**DIRECTIVE A**:
Which individual attorneys does the court decision in Beckford v. Pantresse name as "of counsel"? List every one.

**DOCUMENT**:
Claudette BECKFORD, appellant, v. PANTRESSE, INC., respondent, et al., defendants.

Decided: May 27, 2008

REINALDO E. RIVERA, J.P., JOSEPH COVELLO, DANIEL D. ANGIOLILLO, and WILLIAM E. McCARTHY, JJ. Stewart Law Firm, LLP, Rosedale, N.Y. (Nadira S. Stewart, Charmaine M. Stewart, and Mama S. Diouf of counsel), for appellant. Connors & Connors, P.C., Staten Island, N.Y. (Robert J. Pfuhler of counsel), for respondent.

In an action to recover damages for personal injuries, the plaintiff appeals from an order of the Supreme Court, Queens County (Weiss, J.), dated December 1, 2006, which granted the motion of the defendant Pantresse, Inc., for summary judgment dismissing the complaint insofar as asserted against it.

ORDERED that the order is affirmed, with costs.

**MATERIAL FOR THIS EXERCISE**:
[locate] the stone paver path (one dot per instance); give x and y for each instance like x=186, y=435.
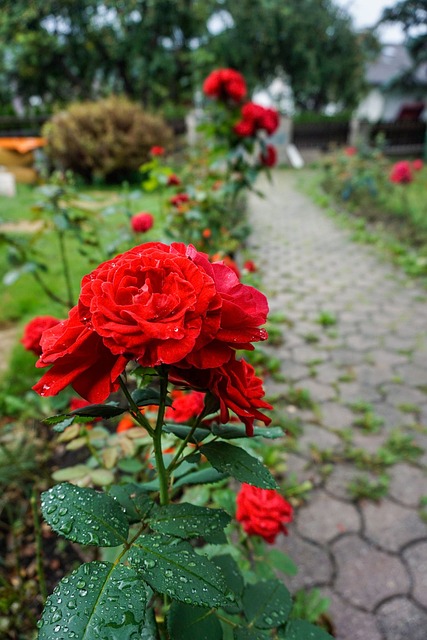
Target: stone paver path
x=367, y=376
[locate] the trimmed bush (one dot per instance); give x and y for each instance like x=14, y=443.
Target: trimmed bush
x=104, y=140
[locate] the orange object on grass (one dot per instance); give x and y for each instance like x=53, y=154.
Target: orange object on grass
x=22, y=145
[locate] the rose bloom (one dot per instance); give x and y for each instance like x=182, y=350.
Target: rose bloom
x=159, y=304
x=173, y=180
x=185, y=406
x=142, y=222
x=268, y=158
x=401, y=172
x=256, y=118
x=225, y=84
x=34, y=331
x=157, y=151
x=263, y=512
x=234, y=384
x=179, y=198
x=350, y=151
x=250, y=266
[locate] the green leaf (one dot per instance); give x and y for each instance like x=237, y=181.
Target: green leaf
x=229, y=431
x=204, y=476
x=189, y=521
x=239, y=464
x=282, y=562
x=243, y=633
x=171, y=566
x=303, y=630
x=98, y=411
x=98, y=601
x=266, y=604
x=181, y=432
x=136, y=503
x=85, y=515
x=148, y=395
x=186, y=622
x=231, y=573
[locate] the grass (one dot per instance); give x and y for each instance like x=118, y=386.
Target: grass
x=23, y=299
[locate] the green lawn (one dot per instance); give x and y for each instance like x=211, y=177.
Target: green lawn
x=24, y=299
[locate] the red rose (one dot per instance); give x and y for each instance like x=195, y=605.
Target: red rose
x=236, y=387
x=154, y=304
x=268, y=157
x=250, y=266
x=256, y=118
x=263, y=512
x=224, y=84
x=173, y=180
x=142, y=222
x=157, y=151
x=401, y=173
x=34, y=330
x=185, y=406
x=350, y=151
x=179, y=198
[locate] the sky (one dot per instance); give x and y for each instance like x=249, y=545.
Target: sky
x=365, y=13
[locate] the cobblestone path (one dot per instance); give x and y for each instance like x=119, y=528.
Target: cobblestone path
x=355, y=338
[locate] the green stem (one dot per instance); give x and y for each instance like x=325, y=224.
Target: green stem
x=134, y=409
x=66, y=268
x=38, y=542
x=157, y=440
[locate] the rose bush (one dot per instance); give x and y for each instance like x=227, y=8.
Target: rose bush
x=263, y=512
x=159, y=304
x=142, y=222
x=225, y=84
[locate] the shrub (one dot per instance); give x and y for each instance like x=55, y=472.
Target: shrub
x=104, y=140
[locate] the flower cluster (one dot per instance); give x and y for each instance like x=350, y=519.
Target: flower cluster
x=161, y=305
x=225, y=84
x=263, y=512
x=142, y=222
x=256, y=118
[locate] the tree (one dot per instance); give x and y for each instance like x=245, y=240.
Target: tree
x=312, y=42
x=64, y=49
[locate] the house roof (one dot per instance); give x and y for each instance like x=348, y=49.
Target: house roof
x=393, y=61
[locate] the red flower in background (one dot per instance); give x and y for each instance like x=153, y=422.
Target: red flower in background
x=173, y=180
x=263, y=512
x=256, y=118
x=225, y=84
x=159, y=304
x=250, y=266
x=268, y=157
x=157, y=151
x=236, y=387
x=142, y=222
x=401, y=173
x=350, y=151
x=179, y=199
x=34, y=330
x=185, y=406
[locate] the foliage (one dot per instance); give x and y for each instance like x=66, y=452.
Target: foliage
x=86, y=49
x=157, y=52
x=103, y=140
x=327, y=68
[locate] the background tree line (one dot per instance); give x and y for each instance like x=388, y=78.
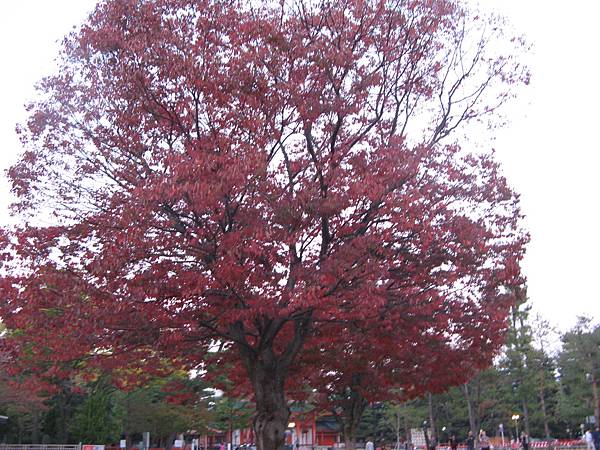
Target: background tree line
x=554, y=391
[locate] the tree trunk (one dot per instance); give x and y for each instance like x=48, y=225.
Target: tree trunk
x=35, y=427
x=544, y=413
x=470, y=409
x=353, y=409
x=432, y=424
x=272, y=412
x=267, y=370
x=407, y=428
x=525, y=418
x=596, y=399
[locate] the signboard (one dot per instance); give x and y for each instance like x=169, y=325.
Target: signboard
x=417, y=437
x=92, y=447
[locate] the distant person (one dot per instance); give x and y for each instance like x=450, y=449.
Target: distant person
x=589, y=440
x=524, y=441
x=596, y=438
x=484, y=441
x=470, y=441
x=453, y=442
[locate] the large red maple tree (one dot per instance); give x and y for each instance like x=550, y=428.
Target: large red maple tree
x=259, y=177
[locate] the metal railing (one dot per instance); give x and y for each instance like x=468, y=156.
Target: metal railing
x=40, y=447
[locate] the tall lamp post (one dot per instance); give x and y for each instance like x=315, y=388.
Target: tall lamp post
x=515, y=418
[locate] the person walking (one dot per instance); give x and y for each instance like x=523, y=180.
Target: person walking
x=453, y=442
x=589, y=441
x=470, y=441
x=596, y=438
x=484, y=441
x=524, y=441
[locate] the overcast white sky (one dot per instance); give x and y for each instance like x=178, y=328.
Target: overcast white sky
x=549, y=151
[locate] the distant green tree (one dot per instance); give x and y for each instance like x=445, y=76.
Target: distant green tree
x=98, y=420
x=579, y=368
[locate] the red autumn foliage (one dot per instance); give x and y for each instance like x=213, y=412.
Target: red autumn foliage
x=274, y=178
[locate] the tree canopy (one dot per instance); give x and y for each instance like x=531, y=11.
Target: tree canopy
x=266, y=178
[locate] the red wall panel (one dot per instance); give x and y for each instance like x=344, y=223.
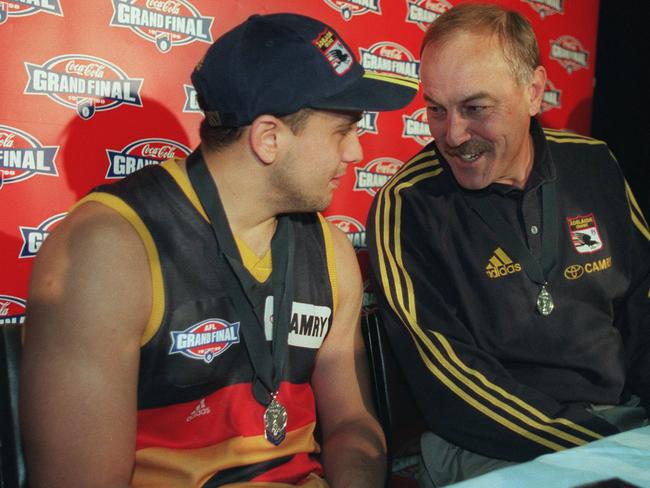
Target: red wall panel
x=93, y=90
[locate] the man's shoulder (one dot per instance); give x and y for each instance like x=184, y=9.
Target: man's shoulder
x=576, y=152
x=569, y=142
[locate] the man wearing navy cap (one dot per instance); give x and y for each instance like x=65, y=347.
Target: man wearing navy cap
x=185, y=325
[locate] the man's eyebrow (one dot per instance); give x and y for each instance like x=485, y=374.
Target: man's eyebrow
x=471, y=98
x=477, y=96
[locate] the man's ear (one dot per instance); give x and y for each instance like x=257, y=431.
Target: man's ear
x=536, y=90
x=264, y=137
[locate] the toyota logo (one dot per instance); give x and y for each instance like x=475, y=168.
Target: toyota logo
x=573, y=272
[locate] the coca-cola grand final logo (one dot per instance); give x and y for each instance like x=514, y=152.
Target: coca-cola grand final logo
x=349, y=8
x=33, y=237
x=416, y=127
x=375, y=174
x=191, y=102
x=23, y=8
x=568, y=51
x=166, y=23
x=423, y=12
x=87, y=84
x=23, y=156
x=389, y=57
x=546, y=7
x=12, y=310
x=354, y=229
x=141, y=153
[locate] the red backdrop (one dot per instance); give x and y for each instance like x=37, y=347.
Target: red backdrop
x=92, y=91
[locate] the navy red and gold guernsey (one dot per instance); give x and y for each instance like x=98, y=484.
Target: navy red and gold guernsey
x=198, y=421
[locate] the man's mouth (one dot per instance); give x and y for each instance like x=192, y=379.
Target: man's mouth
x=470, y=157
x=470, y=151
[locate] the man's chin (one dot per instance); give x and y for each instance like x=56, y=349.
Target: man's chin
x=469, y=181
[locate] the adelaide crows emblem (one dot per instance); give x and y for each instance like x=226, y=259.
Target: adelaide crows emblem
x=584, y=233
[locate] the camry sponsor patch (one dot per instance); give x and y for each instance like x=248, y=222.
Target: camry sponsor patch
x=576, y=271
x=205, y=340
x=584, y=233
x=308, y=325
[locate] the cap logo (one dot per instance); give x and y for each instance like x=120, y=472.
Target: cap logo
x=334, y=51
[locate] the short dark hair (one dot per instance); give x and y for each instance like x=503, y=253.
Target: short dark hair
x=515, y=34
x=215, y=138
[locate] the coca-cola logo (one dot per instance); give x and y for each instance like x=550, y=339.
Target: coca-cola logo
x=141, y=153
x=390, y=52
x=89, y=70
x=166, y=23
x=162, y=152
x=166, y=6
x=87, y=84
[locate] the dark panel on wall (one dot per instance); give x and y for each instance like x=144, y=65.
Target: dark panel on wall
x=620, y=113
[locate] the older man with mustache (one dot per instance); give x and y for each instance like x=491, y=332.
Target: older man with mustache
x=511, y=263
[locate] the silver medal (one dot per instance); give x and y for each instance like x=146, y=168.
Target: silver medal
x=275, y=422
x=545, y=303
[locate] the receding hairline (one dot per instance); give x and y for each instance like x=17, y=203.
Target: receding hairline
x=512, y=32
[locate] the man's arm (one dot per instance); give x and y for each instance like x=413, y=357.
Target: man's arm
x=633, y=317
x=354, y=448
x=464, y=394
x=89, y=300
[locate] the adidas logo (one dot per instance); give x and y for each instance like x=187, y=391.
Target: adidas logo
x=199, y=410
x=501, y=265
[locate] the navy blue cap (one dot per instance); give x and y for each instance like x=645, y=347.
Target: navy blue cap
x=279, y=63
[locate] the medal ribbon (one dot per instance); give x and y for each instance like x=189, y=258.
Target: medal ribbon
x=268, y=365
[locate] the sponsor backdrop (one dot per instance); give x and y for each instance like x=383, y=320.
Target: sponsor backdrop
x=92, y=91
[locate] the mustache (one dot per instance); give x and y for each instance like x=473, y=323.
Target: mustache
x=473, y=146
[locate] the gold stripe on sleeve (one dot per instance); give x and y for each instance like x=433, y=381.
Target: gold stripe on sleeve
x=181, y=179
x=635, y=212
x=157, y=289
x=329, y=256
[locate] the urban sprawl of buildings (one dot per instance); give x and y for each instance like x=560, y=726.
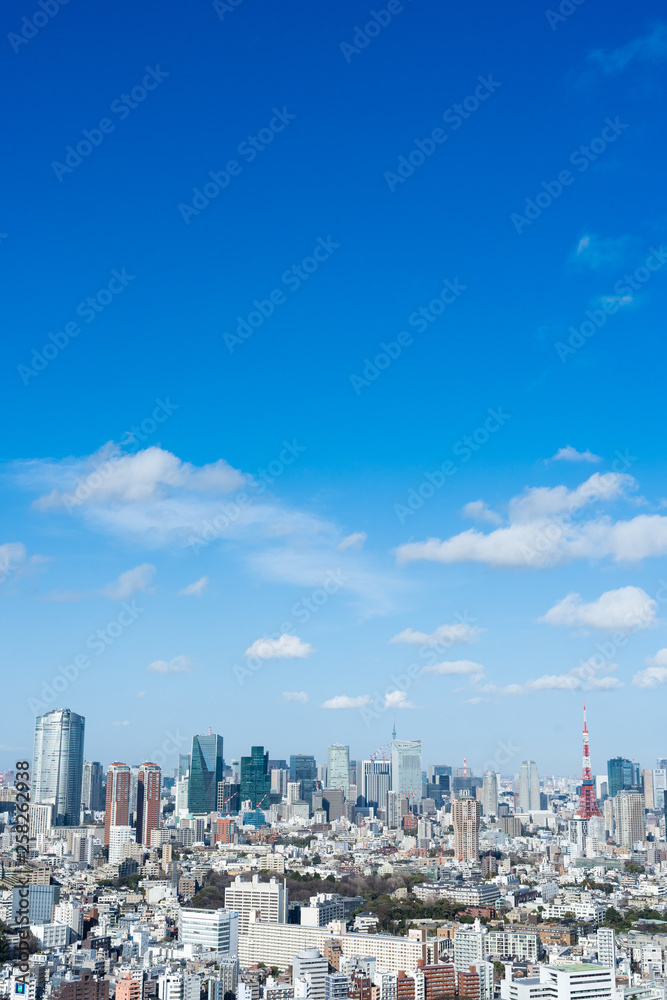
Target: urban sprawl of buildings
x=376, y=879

**DIRECTIVE B**:
Can you render the records from the line with "[locate] the shrub" to the line with "x=40, y=447" as a two-column CSV with the headers "request" and "points"? Write one row per request, put each value in a quoted field with line breaks replaced by spaces, and leave the pictures out.

**RIGHT ANSWER A**:
Nadira S. Stewart, Charmaine M. Stewart, Mama S. Diouf, Robert J. Pfuhler

**RIGHT ANSWER B**:
request,points
"[locate] the shrub (one dot per instance); give x and y for each instance like x=55, y=472. Target: shrub","x=104, y=140"
"[locate] the flower cluster (one dot per instance); give x and y for each instance like x=350, y=519. Target: flower cluster","x=161, y=305 x=225, y=84 x=263, y=512 x=142, y=222 x=256, y=118"
"[locate] the tree (one dot per instance); give x and y for each instance like x=245, y=240. Target: tree","x=312, y=42 x=64, y=49"
"[locate] the house roof (one dot per instance); give x and y for each instance like x=348, y=49. Target: house roof","x=393, y=61"
"[locate] the red flower in background (one dot per instance); give x and y for each instance like x=153, y=422. Target: red flower in background","x=173, y=180 x=263, y=512 x=256, y=118 x=225, y=84 x=159, y=304 x=250, y=266 x=268, y=157 x=157, y=151 x=236, y=387 x=142, y=222 x=401, y=173 x=350, y=151 x=179, y=199 x=34, y=330 x=185, y=406"
"[locate] the foliage (one dot per instance); give x and y for each instance like x=66, y=452. Target: foliage","x=86, y=49 x=157, y=52 x=103, y=140 x=327, y=68"
"[locate] the background tree line (one dot per instance); give x and y for each instance like x=388, y=78. Target: background tree line","x=554, y=391"
"[locate] the tree trunk (one dot per instance); give x and y for each instance like x=48, y=225. Target: tree trunk","x=35, y=427 x=544, y=413 x=470, y=409 x=353, y=409 x=432, y=424 x=272, y=412 x=267, y=370 x=407, y=428 x=525, y=418 x=596, y=399"
"[locate] the signboard (one dot per instance); give x and y for each instance like x=169, y=325. Target: signboard","x=417, y=437 x=92, y=447"
"[locate] the distant person (one dot per instance); give x and y for each instance like x=450, y=449. Target: distant person","x=589, y=440 x=524, y=441 x=596, y=438 x=484, y=441 x=470, y=441 x=453, y=442"
"[locate] the large red maple tree (one dot per instance); give x and y for each instance like x=550, y=428. Target: large red maple tree","x=259, y=177"
"[locate] the metal railing (one dot per instance); give x and y for each instance like x=468, y=156. Target: metal railing","x=40, y=447"